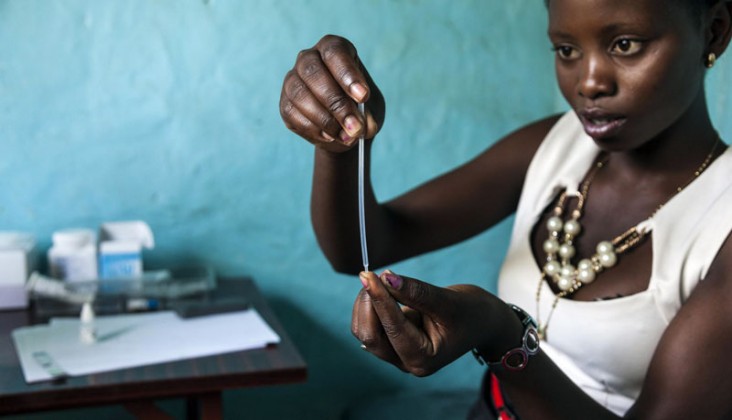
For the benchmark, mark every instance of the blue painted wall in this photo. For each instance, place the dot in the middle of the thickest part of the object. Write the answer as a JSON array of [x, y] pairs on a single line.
[[167, 111]]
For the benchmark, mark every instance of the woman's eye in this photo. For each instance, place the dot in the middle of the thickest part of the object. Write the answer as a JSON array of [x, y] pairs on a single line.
[[626, 46], [566, 52]]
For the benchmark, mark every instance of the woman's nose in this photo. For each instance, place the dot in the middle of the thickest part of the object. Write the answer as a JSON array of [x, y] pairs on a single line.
[[596, 78]]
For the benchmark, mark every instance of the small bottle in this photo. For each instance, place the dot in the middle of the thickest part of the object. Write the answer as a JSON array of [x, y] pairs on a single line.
[[73, 256]]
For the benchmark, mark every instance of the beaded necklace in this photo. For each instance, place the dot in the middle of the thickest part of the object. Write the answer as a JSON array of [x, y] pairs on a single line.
[[559, 268]]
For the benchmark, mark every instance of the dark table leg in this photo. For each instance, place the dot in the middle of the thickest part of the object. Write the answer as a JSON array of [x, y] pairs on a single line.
[[204, 407]]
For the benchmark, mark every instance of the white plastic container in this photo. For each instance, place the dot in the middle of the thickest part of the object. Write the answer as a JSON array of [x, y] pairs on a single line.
[[73, 256]]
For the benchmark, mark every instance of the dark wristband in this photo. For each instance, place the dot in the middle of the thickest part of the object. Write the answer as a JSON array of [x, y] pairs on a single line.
[[516, 359]]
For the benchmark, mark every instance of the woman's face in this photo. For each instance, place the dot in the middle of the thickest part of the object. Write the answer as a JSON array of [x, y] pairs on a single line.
[[630, 69]]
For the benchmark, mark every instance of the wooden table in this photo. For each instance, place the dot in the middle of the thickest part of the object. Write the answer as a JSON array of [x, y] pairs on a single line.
[[201, 380]]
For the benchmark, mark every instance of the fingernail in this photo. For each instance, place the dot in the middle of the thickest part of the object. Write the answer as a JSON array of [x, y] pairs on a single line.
[[364, 280], [327, 136], [346, 139], [353, 125], [394, 280], [358, 91]]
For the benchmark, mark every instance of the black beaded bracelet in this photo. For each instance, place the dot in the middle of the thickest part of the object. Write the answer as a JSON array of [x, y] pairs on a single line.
[[516, 359]]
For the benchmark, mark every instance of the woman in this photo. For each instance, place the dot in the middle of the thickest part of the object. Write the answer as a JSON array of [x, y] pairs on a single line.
[[620, 250]]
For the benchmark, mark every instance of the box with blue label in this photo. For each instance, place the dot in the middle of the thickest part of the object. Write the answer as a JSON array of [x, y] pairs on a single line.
[[121, 247]]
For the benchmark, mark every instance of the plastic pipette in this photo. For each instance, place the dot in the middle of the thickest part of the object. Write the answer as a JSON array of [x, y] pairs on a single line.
[[361, 209]]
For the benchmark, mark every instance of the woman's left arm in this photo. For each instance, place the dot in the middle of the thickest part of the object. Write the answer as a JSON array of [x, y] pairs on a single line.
[[690, 375], [691, 372]]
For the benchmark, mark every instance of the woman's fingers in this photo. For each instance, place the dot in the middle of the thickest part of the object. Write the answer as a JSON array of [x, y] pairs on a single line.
[[411, 344], [331, 71], [366, 327]]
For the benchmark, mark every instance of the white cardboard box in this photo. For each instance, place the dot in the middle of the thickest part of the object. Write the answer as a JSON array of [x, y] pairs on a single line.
[[17, 261]]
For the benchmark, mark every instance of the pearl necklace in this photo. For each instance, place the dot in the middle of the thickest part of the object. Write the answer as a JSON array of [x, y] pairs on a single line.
[[559, 268]]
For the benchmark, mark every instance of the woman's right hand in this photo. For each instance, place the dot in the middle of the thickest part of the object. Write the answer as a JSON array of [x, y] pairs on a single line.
[[320, 96]]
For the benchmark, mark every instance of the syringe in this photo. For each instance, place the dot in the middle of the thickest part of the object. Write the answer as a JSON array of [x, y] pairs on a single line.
[[361, 209]]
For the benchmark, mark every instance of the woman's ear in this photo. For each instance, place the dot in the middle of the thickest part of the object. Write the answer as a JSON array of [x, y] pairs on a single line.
[[719, 27]]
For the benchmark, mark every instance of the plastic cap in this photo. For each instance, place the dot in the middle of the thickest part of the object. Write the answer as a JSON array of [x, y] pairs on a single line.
[[75, 238]]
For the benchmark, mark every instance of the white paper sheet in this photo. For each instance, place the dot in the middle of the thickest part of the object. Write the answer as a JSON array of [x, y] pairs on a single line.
[[125, 341]]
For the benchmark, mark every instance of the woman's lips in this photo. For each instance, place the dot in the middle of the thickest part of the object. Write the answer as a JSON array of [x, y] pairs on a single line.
[[600, 124]]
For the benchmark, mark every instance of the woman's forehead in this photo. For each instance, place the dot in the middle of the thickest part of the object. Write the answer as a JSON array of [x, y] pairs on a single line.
[[564, 14]]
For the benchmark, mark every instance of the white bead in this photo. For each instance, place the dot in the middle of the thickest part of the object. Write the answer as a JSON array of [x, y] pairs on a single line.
[[551, 246], [586, 276], [608, 259], [584, 264], [567, 271], [566, 251], [572, 227], [554, 224], [552, 267], [564, 283], [605, 247]]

> [WHAT YOU NEED TO DO] Return every line of the records above verbatim, leaving out the pictures.

> [SOLUTION TO THIS PROBLEM]
For the benchmark, mark every instance of the blue painted wall in this photo. For each instance, place the dot in the middle of the thickest part of the object. Write the answer as a JSON array of [x, y] pairs on a single line.
[[167, 111]]
For the benchmark, mark every instance of the woman's eye in this photo. For each instance, place the dot in the middle of the thickest part of the object. Write the answer as a JSON array of [x, y] pairs on a single line.
[[626, 46], [566, 52]]
For the benchmark, mark every instance of the woman's nose in this photo. For each instance, place the dot in the middle of the thickest part of the object. Write the answer as a JSON array of [x, y] pairs on a single line.
[[596, 78]]
For the benchmark, mark every instance of the small bottle in this photo. For each instance, place the dot in the middle of the thickest part of the object. Write the answer as a JSON array of [x, y] pairs on a single line.
[[73, 256]]
For the benchmark, mark every instance of the beaded necklace in this photo. For each instance, place the dot in the middle of the thickest part of the object. Write the answer as a JSON array of [x, y] pairs on a single line.
[[559, 268]]
For the benchmark, mark every instance of the dark table leg in this photo. For each instance, place the dot in the middle of the thickest part of the object. Write the answer as a JSON array of [x, y] pairs on a single line.
[[204, 407]]
For the benchmark, mark every instance of the white plastic container in this photo. For each instance, place the dot in the middle of the thickest part of the object. Write the answer as a JSON array of [x, y] pairs on a single line.
[[73, 256]]
For the benchmark, mark every instance of the dark wristband in this photo. For each instance, place the dot in the middle of the thickest part of the object. Write the answer as a JSON array of [x, y] pairs on a single line.
[[516, 359]]
For the benchmark, mark every instance of the woman's face in this photo. For each instance, place the dot in the middle of the thickest part of the object. Write the answer as a JSON array of [x, y] pairs on a single line.
[[630, 69]]
For the benchmark, mark every instance of the wooden table in this photo. For each instance, place the dot in the middle of the thickest part of the object. Write the answer as a JSON array of [x, y] pairs on a single line.
[[201, 380]]
For the benchmark, mark every instance of the fingernail in this photo. For each instance, place the dot in the middle of the thickest part of the object. Write the answer as a JSON array of [x, y] pairs on a single line.
[[364, 280], [327, 136], [346, 139], [353, 125], [394, 280], [358, 91]]
For the benchmark, mark every instance of the black beaded bracelet in this photo. For each instance, place the dot in the middle of the thickest part of the object. Write the answer as a JSON array of [x, y] pairs on a single line.
[[516, 359]]
For the benchmark, mark every instance of the woman in this photo. For each instance, place the dot in the middle of the thickest part of the object. Write the answer as a JSON array of [x, y] pairs on a single line.
[[620, 250]]
For the benchmark, mark every instance of the box with blue label in this photo. For each instance, place the dot in the middle of the thickest part of the object. Write the answer as a JSON array of [x, y] pairs on a single line.
[[121, 247]]
For the benchmark, mark every instance of the plastic pipette in this photo. For each instance, place the dot in the middle of the thickest part of the object. Write the answer as a JSON array of [x, y] pairs on a single line.
[[361, 209]]
For the benchmark, mark every instance of the woman's left arm in this photo. For each instance, place the dot in the middle of the thickest part of the object. Write the answer as a JSON array of [x, y] pairs on a single line.
[[690, 375], [691, 372]]
For the benchmark, mark every instance of the woman's fingers in this photo. For each instance, place the dot in the middle of the thickest part of the object. Write the answer as a JSON array of [x, y] pairs on a single line.
[[411, 344], [331, 71], [366, 327]]
For the benchmark, mark every instance of the white cardboard box in this photo. For each instance, place the dot in the middle of the thickest part of the object. Write the answer as a JSON array of [x, y] pairs on a single line.
[[17, 261]]
For the benchmark, mark every instance of the pearl necklace in this photo. For each instance, place the dot in the middle of the thickest part of the object. Write the answer as a JSON array of [x, y] pairs on a single line.
[[559, 268]]
For the benchmark, mark every instance of the woman's right hand in this photo. For each instance, place the dot in the middle of the thickest part of the object. Write the answer as a JSON array of [x, y] pairs on a single line.
[[320, 96]]
For the benchmark, mark every instance of the syringe in this photo. For each instance, place the dot in the middle of the thickest part of the object. Write the answer as a JSON array of [x, y] pairs on a single line.
[[361, 209]]
For the benchmark, mark every instance of the woman's ear in this photo. For each instance, place the dot in the middle of the thickest part of the object. Write the answer as a JSON array of [x, y] pairs on a single line.
[[719, 27]]
For the benchmark, mark every instance of the plastic cap in this photo. For each instance, place the dot in the middle of the thickest part of the object. Write the answer as a JSON array of [x, y] pairs on a single line.
[[75, 238]]
For the benchmark, mark every instance of the white paper sheet in this photo. For each instance, place the dot in the middle of the thickest part of the object. Write the answer as a JSON array of [x, y] pairs on a single line.
[[125, 341]]
For the benchmark, mark every instance of the woman's lips in this photo. For each instance, place the dot in the middle of the thickest part of the object. Write the answer as a JSON array of [x, y] pairs on a single line.
[[600, 124]]
For the benchmark, mark every instance of the woman's forehead in this photo. For each instance, place the dot in the middle of the thickest part of the object. Write the answer as a JSON array of [x, y] pairs on a single line.
[[564, 14]]
For the benchmark, mark every instance of the white bead in this photo. For each instance, place the dot in the middle of the thickest part of the object. Write the answer as a JSON array of [x, y] pairs on a single line.
[[551, 246], [586, 276], [608, 259], [584, 264], [567, 271], [566, 251], [572, 227], [554, 224], [552, 267], [564, 283], [605, 247]]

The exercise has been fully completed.